Segment Start: Excerpted passage

Citing the flaws in those elections, the United States and other foreign governments refused to monitor the presidential election that followed, later in 2000, which Mr. Aristide won handily. The opposition boycotted the affair and still claims that the election was illegitimate, but it does so against the weight of the evidence. This includes a Gallup poll commissioned by the United States government but never made public. (I obtained a copy last year.) It shows that as of 2002 Mr. Aristide remained far and away the most popular political figure in Haiti.

Again citing the flawed elections as its reason, the Bush administration also led a near total embargo on foreign aid to the Haitian government — even blocking loans from the Inter-American Development Bank for improvements in education, roads, health care and water supplies. Meanwhile, the administration has supported the political opposition. This is hardly a destructive act, unless, as Mr. Aristide's supporters believe, the aim has been to make room for an opposition by weakening the elected government.

They have a point. Over the past several years, the United States and the Organization of American States have placed increasingly onerous demands on Mr. Aristide. Foreign diplomats insisted that the senators in the contested seats resign; all did so several months after Mr. Aristide's re-election. Though Mr. Aristide called for new elections, the opposition demanded that he himself step down before it would cooperate. Last year, a State Department official in Haiti, speaking on condition of anonymity, told me that the United States wouldn't tolerate that kind of intransigence but also said that no support for new elections would be forthcoming until President Aristide improved "security." And yet by the time the diplomat said this, the administration had long since withdrawn support from Haiti's fledgling police force, with predictable and now obvious results.

Segment End: Excerpted passage
Segment Start: Given data

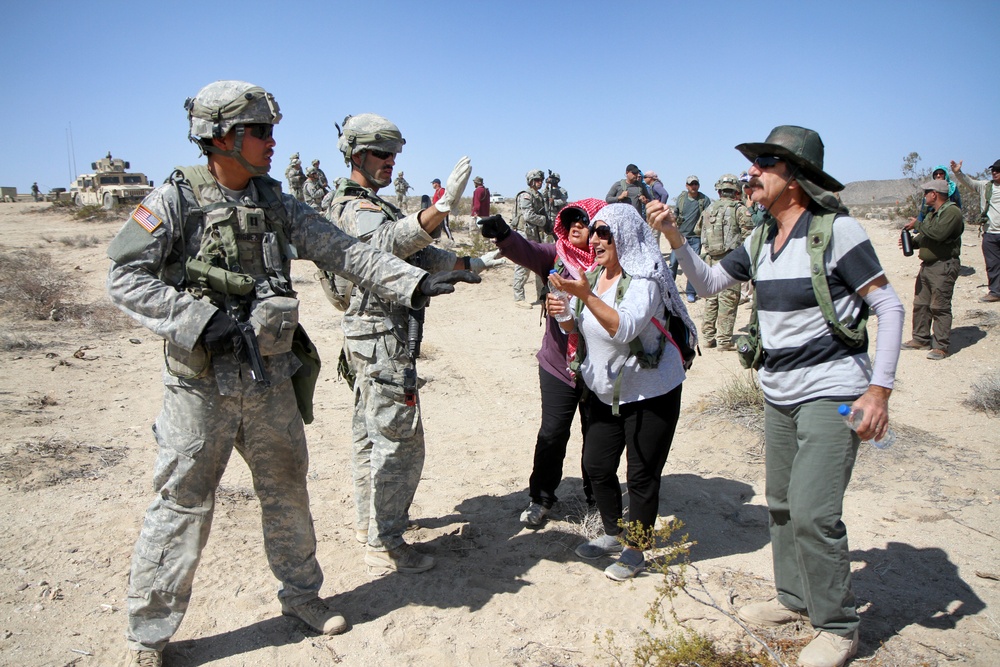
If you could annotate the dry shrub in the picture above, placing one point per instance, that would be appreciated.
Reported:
(986, 395)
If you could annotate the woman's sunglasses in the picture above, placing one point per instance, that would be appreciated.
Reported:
(603, 232)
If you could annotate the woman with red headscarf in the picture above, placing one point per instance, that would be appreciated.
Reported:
(571, 256)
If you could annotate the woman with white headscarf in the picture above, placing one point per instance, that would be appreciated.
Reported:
(635, 395)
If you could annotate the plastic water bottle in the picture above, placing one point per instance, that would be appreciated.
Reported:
(564, 297)
(853, 418)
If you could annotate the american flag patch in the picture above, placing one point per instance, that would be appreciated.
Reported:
(146, 218)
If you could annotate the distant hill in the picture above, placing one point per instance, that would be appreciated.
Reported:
(884, 192)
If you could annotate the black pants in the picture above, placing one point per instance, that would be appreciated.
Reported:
(559, 404)
(644, 430)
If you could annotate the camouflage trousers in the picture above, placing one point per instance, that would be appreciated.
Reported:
(196, 432)
(387, 455)
(531, 233)
(720, 311)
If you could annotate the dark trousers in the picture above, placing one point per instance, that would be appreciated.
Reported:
(932, 303)
(644, 431)
(559, 403)
(991, 253)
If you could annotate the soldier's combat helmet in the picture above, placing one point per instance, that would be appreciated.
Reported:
(223, 105)
(728, 182)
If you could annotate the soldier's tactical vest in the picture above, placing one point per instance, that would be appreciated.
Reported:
(338, 290)
(721, 230)
(243, 265)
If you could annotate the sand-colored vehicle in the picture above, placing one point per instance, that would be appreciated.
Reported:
(110, 184)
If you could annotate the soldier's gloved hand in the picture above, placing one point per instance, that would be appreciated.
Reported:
(487, 261)
(220, 333)
(456, 185)
(494, 227)
(443, 282)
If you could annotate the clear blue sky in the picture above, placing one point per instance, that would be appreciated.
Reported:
(581, 88)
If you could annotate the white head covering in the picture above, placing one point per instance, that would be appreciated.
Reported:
(640, 257)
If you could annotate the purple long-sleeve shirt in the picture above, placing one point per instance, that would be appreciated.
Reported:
(540, 258)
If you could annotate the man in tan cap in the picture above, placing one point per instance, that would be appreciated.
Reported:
(808, 366)
(939, 238)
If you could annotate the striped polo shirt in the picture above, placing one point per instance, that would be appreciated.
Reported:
(803, 359)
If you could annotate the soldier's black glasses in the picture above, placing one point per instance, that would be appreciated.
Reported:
(262, 131)
(765, 161)
(603, 232)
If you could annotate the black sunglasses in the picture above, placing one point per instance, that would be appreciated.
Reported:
(603, 232)
(765, 161)
(262, 131)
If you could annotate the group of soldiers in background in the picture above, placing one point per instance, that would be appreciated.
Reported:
(309, 187)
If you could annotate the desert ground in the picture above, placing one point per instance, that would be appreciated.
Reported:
(78, 398)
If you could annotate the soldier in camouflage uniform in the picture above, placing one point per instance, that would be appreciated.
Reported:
(724, 225)
(388, 449)
(529, 221)
(313, 190)
(209, 249)
(321, 175)
(296, 179)
(402, 187)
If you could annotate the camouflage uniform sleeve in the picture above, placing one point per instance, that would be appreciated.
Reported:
(317, 239)
(138, 258)
(526, 205)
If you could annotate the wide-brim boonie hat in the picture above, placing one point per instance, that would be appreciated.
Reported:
(799, 146)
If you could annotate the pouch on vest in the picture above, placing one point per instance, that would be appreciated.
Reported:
(304, 380)
(275, 321)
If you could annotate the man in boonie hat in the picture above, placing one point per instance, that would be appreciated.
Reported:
(808, 369)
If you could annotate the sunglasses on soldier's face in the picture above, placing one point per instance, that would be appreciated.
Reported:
(262, 131)
(766, 161)
(603, 232)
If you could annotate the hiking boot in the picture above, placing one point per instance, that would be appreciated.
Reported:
(404, 559)
(828, 650)
(770, 614)
(315, 613)
(605, 545)
(144, 659)
(535, 515)
(629, 564)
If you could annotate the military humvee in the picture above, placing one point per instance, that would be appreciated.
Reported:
(111, 184)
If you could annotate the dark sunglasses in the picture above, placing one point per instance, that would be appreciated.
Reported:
(766, 161)
(262, 131)
(603, 233)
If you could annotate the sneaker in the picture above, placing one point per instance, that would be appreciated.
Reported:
(629, 564)
(534, 515)
(605, 545)
(144, 659)
(829, 650)
(770, 614)
(315, 613)
(404, 559)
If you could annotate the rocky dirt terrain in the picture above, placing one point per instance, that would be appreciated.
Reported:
(78, 395)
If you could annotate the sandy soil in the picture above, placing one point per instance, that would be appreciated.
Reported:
(77, 404)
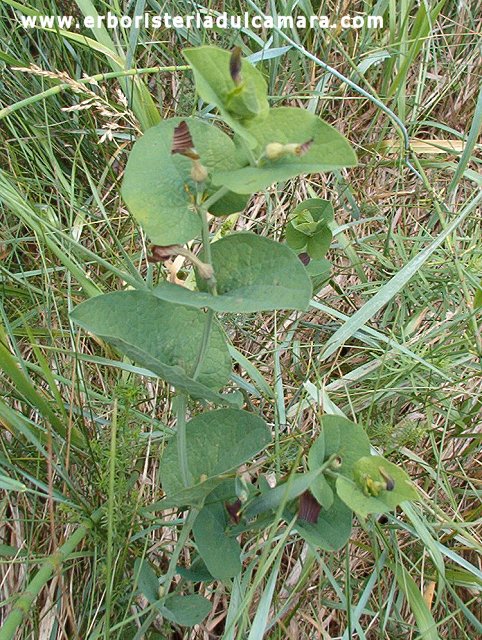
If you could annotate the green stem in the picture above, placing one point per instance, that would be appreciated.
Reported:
(110, 522)
(207, 258)
(204, 343)
(181, 439)
(25, 601)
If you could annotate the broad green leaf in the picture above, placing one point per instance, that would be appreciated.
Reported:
(270, 500)
(319, 243)
(220, 552)
(295, 238)
(217, 442)
(228, 204)
(366, 494)
(288, 125)
(319, 272)
(186, 610)
(197, 572)
(332, 529)
(161, 336)
(158, 188)
(214, 84)
(346, 440)
(322, 491)
(253, 273)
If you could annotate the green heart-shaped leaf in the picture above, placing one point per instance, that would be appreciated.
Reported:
(186, 611)
(158, 187)
(319, 243)
(252, 274)
(221, 553)
(345, 439)
(329, 150)
(217, 442)
(214, 83)
(160, 336)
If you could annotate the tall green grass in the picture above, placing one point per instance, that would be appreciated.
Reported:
(392, 342)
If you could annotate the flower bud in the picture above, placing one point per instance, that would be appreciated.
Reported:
(205, 271)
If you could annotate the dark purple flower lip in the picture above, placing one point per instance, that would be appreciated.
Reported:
(182, 142)
(235, 66)
(309, 508)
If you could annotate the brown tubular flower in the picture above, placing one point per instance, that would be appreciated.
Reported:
(309, 508)
(182, 142)
(233, 510)
(160, 254)
(235, 66)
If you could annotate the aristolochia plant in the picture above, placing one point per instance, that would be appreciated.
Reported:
(177, 173)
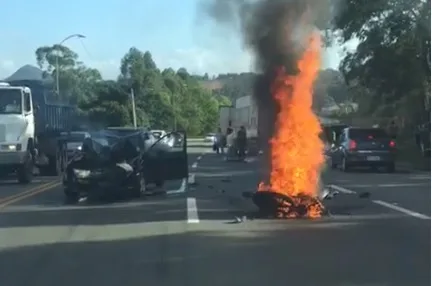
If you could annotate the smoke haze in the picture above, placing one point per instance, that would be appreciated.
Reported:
(276, 32)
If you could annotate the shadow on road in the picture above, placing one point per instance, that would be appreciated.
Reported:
(307, 255)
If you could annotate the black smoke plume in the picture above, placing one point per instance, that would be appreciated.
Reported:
(276, 32)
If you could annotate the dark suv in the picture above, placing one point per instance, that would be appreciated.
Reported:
(364, 147)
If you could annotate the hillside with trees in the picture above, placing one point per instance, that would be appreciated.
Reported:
(165, 99)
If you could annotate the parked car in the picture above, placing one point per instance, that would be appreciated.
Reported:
(210, 137)
(423, 138)
(364, 147)
(74, 141)
(109, 164)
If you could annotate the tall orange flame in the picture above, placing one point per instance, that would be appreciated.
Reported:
(296, 153)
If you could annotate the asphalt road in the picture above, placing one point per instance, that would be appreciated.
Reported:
(191, 236)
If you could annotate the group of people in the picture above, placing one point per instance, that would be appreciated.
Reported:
(235, 143)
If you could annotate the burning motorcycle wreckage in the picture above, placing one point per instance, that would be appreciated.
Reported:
(109, 166)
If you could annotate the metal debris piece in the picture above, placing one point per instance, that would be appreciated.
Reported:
(277, 205)
(364, 195)
(247, 195)
(327, 194)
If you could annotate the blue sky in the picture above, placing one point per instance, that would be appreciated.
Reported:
(170, 29)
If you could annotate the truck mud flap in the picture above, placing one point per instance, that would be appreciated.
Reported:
(175, 160)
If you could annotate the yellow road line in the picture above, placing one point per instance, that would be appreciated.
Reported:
(35, 188)
(29, 193)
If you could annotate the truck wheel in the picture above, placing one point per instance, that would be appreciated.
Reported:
(25, 171)
(391, 168)
(55, 164)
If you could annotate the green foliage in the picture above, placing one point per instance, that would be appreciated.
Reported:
(392, 62)
(164, 100)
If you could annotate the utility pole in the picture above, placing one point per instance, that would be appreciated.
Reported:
(175, 117)
(133, 108)
(79, 36)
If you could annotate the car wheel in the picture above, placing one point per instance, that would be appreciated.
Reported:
(71, 197)
(391, 168)
(25, 171)
(344, 167)
(333, 164)
(141, 187)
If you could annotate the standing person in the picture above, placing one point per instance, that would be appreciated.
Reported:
(393, 129)
(241, 143)
(218, 144)
(231, 151)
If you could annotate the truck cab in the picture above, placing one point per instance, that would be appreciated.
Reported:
(17, 130)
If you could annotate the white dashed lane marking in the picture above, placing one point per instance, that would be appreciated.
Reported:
(385, 204)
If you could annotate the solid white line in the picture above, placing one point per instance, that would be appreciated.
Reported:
(389, 185)
(402, 210)
(191, 179)
(192, 210)
(384, 204)
(341, 189)
(180, 190)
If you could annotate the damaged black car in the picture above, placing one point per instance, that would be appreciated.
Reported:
(112, 165)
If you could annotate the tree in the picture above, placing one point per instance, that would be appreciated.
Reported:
(392, 60)
(162, 99)
(76, 80)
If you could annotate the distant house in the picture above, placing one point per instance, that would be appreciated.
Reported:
(29, 73)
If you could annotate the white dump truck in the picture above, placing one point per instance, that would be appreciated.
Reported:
(30, 130)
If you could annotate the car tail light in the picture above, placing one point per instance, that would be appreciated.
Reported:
(352, 145)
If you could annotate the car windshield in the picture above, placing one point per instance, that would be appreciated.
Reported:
(327, 131)
(76, 137)
(10, 101)
(365, 134)
(122, 132)
(157, 134)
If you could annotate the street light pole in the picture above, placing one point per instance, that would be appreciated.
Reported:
(57, 61)
(133, 108)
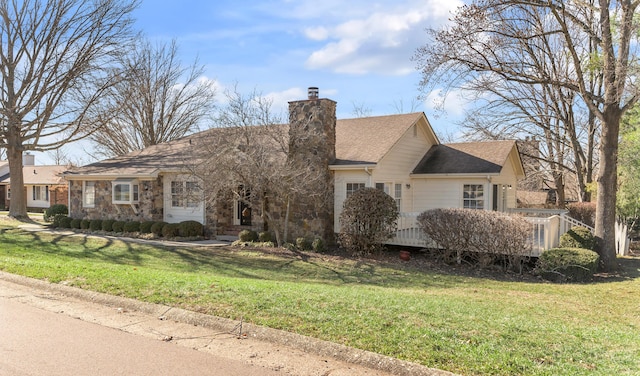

Segment End: Given data

▶ **Tasks to carry out**
1. According to the passage on Haiti, what did the Gallup poll show about Mr. Aristide as of 2002?
2. Please repeat the passage on Haiti word for word, starting with "They have a" and going on through "now obvious results.".

▶ **Per-task outputs**
1. It showed that he remained far and away the most popular political figure in Haiti.

2.
They have a point. Over the past several years, the United States and the Organization of American States have placed increasingly onerous demands on Mr. Aristide. Foreign diplomats insisted that the senators in the contested seats resign; all did so several months after Mr. Aristide's re-election. Though Mr. Aristide called for new elections, the opposition demanded that he himself step down before it would cooperate. Last year, a State Department official in Haiti, speaking on condition of anonymity, told me that the United States wouldn't tolerate that kind of intransigence but also said that no support for new elections would be forthcoming until President Aristide improved "security." And yet by the time the diplomat said this, the administration had long since withdrawn support from Haiti's fledgling police force, with predictable and now obvious results.